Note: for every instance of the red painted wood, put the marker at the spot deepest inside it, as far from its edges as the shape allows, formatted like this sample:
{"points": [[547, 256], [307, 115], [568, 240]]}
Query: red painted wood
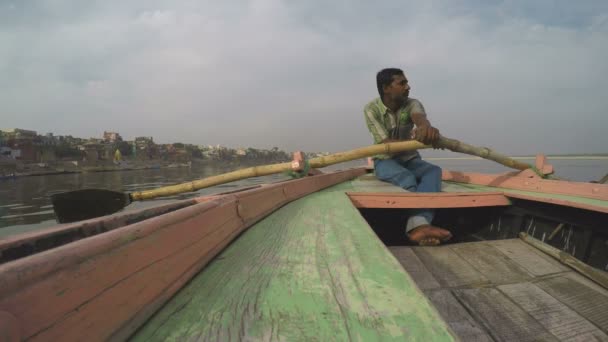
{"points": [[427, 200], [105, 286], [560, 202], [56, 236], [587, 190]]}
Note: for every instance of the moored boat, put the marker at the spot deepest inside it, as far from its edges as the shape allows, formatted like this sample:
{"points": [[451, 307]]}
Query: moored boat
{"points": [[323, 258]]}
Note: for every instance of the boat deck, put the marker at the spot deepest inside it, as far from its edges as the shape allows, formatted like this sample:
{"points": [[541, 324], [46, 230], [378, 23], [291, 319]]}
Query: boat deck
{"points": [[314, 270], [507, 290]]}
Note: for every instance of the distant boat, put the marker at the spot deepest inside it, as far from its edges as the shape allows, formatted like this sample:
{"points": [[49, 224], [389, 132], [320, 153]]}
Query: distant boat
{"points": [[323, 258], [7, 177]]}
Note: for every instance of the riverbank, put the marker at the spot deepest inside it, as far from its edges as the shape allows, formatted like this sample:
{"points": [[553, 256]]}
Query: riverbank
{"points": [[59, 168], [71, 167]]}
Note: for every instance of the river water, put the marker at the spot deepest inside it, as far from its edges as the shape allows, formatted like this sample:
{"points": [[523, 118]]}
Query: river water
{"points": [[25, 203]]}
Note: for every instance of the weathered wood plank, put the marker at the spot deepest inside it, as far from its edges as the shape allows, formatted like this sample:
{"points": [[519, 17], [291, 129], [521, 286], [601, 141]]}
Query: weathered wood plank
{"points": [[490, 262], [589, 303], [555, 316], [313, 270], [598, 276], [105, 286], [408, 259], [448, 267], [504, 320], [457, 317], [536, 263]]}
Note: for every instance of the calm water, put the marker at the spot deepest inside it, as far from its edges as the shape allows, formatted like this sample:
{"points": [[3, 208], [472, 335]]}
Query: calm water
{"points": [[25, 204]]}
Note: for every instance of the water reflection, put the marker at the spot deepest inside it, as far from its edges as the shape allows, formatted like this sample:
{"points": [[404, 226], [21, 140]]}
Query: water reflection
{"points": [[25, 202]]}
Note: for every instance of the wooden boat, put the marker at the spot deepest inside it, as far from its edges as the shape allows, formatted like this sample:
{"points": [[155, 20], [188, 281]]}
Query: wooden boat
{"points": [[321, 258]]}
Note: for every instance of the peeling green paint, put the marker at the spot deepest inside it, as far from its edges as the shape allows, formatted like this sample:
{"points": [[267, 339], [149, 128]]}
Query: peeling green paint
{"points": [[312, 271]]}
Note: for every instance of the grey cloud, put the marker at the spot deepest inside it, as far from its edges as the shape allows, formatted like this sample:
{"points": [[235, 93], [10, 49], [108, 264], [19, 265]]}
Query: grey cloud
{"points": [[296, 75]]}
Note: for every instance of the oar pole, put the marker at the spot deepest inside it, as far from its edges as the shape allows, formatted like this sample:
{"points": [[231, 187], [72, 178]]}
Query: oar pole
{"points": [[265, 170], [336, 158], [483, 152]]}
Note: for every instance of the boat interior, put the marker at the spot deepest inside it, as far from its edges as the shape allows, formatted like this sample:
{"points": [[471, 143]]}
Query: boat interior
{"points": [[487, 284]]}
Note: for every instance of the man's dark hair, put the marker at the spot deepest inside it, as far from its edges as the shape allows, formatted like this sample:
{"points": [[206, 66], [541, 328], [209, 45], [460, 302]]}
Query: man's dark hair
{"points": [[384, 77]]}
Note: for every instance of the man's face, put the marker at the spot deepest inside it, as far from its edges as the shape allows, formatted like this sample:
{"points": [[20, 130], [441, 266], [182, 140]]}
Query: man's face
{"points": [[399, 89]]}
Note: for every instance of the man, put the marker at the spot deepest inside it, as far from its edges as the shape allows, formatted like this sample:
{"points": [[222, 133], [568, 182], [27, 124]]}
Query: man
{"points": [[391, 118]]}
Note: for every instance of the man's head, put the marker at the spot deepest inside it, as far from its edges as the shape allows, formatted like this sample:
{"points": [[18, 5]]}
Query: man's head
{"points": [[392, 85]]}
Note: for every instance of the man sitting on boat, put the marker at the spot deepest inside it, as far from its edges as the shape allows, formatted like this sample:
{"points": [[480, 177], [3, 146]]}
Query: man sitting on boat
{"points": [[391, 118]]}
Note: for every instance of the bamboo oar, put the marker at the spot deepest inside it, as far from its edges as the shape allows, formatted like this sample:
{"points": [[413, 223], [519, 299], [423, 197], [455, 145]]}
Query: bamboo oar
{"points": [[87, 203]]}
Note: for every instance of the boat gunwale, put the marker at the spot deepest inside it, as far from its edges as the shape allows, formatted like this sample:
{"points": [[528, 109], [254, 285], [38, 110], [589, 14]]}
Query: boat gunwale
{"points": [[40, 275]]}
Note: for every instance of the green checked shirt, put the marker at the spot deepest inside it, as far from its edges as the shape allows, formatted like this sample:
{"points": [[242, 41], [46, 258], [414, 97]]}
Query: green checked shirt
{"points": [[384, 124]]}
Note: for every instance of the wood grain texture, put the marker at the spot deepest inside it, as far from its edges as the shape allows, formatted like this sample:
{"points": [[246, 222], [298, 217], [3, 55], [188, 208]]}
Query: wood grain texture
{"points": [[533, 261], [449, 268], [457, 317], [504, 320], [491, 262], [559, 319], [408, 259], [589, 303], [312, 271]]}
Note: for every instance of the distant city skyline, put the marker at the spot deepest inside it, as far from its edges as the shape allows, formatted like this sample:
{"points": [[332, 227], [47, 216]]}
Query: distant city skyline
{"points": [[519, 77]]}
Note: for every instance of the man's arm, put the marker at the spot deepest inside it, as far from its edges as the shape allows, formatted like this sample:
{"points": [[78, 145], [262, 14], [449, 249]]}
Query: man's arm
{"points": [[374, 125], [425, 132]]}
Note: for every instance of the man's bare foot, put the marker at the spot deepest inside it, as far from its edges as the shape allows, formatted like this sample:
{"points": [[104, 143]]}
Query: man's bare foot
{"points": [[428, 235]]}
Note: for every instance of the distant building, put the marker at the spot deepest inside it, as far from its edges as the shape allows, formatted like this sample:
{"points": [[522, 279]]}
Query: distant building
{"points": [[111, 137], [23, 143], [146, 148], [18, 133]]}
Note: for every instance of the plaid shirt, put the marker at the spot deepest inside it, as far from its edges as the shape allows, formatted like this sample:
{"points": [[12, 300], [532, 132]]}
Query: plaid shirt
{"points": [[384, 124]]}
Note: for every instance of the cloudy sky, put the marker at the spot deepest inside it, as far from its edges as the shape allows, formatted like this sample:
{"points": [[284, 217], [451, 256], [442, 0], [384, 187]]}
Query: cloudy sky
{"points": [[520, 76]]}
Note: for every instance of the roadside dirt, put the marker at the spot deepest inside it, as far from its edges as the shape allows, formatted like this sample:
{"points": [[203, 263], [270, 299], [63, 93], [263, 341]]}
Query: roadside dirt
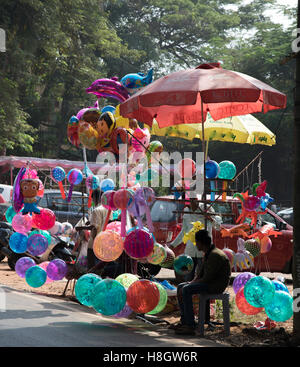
##############################
The data above should be repeated exactly, minus any pictures.

Note: for every instance of the red painted wood, put the marker at the spot deepest inside it, as far from its edges as the shape allows, formatted like this sample:
{"points": [[547, 256], [307, 115], [568, 240]]}
Query: red painted wood
{"points": [[427, 200], [105, 286], [560, 202], [56, 236], [587, 190]]}
Note: for every instance of the moored boat, put the marker at the spot deepest inside it, as far from its edges as the shape allows, formatted like this sample:
{"points": [[451, 307]]}
Query: moored boat
{"points": [[323, 258]]}
Note: for every instance of the boat deck, put the marker at the spot deepest inside it, as far from its edges as the shape allows, formatted like this sample:
{"points": [[541, 324], [46, 230], [378, 23], [291, 319]]}
Query: boat deck
{"points": [[314, 270], [507, 290]]}
Note: for every instance of the distant boat, put the marker at the spot deepest inside it, as far from its edges as the shape allows, formatted like this sample:
{"points": [[49, 224], [389, 132], [320, 153]]}
Query: distant boat
{"points": [[323, 258], [7, 177]]}
Note: for every instance of the riverbank, put the marker at the spot deepest inside it, as far from its edges as the shape allows, formatted like this sample:
{"points": [[553, 256]]}
Query: riverbank
{"points": [[59, 168], [71, 167]]}
Note: for every instance of the river water, put the marker at the spot deepest inside it, as far from its edges as the shape allows, formatted like this sample:
{"points": [[523, 118]]}
Query: river water
{"points": [[25, 203]]}
Note: for every instance of the weathered wood plank, put the marker at the spot deepest inside it, as far from its edges as the shape allows, formatted like this sample:
{"points": [[519, 17], [291, 129], [521, 286], [601, 141]]}
Query: weathered wood plank
{"points": [[490, 262], [589, 303], [555, 316], [313, 270], [598, 276], [105, 286], [408, 259], [448, 267], [504, 320], [457, 317], [536, 263]]}
Note: for every instance of the calm water, put the marker at the spot deepest inside it, as far from its edges as the shape allows, formatted like this sample:
{"points": [[3, 208], [472, 335]]}
Query: calm water
{"points": [[25, 204]]}
Note: for every instance of the water reflection, put the marker at the spot deepest inside it, as far from its edges as the shape allows, formatted like this sample:
{"points": [[404, 226], [21, 140]]}
Query: water reflection
{"points": [[25, 202]]}
Note: for every instance of the wooden boat, put the marker at the spot deepest inside it, as far from its edges as the shape allows, formatted like this sample:
{"points": [[155, 20], [188, 281]]}
Query: wooden boat
{"points": [[321, 258]]}
Note: for every instance of the peeling green paint, put the marker at the spot deepest inside it, as far from its edges as the shape allows, formatted like this sample:
{"points": [[267, 339], [149, 128]]}
Query: peeling green paint
{"points": [[312, 271]]}
Note: for every instance of the grey cloud, put the marker at the spot deepest inside it, as far from its edges as the shape allows, formatted like this sample:
{"points": [[235, 93], [10, 49], [108, 264], [19, 265]]}
Query: grey cloud
{"points": [[296, 75]]}
Note: for every instance of the oar pole, put the marker at the spot deepest inside it, as far from its edges as the shape allows, formatted like this sample:
{"points": [[231, 187], [72, 178]]}
Query: oar pole
{"points": [[265, 170], [336, 158], [483, 152]]}
Note: for every instance of the boat interior, put the marker at the spot deepest inside it, as far from its edges as the shape allows, formatted like this sample:
{"points": [[471, 143]]}
Query: boat interior
{"points": [[487, 284]]}
Note: for every instance of the man's dark hair, put the marker at the spot deepest inside it, as far from its edges as the shape allows, formatted like this sample:
{"points": [[206, 66], [541, 328], [209, 45], [460, 302]]}
Query: man's dark hair
{"points": [[384, 77]]}
Note: for every instance of the man's face, put the marker at the spot deepest inside it, as far from its edges as the shape allows, formatted like this sample:
{"points": [[20, 130], [441, 266], [182, 140]]}
Query: man's face
{"points": [[399, 89]]}
Note: for every instance of the man, put the marker at the spot deepest inside it, as far from its edges as the shape allows, formatted like this sample:
{"points": [[222, 133], [568, 182], [27, 124]]}
Query: man
{"points": [[391, 118]]}
Note: for every instance of the man's head, put the marker at the spot deepest inside it, as far from its edges as the shape allows, formatted like this sample:
{"points": [[18, 5]]}
Query: man's head
{"points": [[392, 85]]}
Note: for every instance of the man sitting on boat, put the marker at the spot deepest inside it, as far from its edges as the shape allows, formatted like this sample:
{"points": [[480, 177], [3, 146]]}
Query: man sitting on boat
{"points": [[391, 118]]}
Note: for every instance of the bamboo oar, put the marker at the spot deepest inside it, as far from its edges as the shape allows, formatted like this sample:
{"points": [[413, 223], [519, 299], [423, 197], [455, 145]]}
Query: bamboo oar
{"points": [[87, 203]]}
Note: for every instance of the boat gunwale, put the marker at the spot deepest inside it, as far from its edges as the shape allows, formatted like this sample:
{"points": [[528, 109], [254, 285], [38, 110], [589, 14]]}
Query: boat gunwale
{"points": [[40, 275]]}
Note: for every instance of the green checked shirt, put the marker at the spot deepest inside it, as far from its edges as the shape allows, formatted like this sample:
{"points": [[242, 41], [46, 258], [414, 97]]}
Query: green checked shirt
{"points": [[384, 124]]}
Note: for every instance of the wood grain texture, put the marker at the spot deepest inside it, as far from its edges as the shape allows, formatted like this sample:
{"points": [[246, 222], [298, 217], [3, 55], [188, 208]]}
Query: wood grain texture
{"points": [[533, 261], [449, 268], [457, 317], [504, 320], [491, 262], [559, 319], [408, 259], [589, 303], [312, 271]]}
Note: for every instance of the distant city skyline, put the marker at the spot deepest inside it, as far from its edges as the shape allows, formatted like this sample:
{"points": [[332, 227], [47, 216]]}
Query: distant city skyline
{"points": [[519, 77]]}
Note: for every instance of the man's arm, put the marker at the spot deepest inside it, as far from its edges as the shape allows, formatted like this sample:
{"points": [[78, 145], [262, 14], [449, 249]]}
Query: man's arm
{"points": [[374, 125], [425, 132]]}
Note: for every instance of the man's bare foot, put the marker at the spot deepest inside it, as far from its edges as the shape allows, formatted like this sample:
{"points": [[104, 143]]}
Query: man's bare foot
{"points": [[428, 235]]}
Note: for every instance of the distant building, put the marker at the spot deepest inside it, as far from its edges as the shape allows, formatted like this sample:
{"points": [[522, 279]]}
Query: distant building
{"points": [[111, 137], [23, 143], [146, 148], [18, 133]]}
Note: for every instance of the plaid shirt, put the marker at the spot deepest inside it, as far from its edges as the shape allows, formatted like this sample:
{"points": [[12, 300], [532, 132]]}
Query: plaid shirt
{"points": [[384, 124]]}
Note: for every instance of the cloudy sky, put the marker at the spot deepest inside it, as far from its edges as the shape allows, formatted like this sample:
{"points": [[284, 217], [451, 256], [442, 0], [384, 187]]}
Query: cloudy sky
{"points": [[520, 76]]}
Note: for every instance of the roadside dirt, put the marker at the spot deepest inside it, as far from its edges as the shape allows, formatted like this sample:
{"points": [[203, 263], [270, 299], [63, 93], [263, 341]]}
Query: roadside dirt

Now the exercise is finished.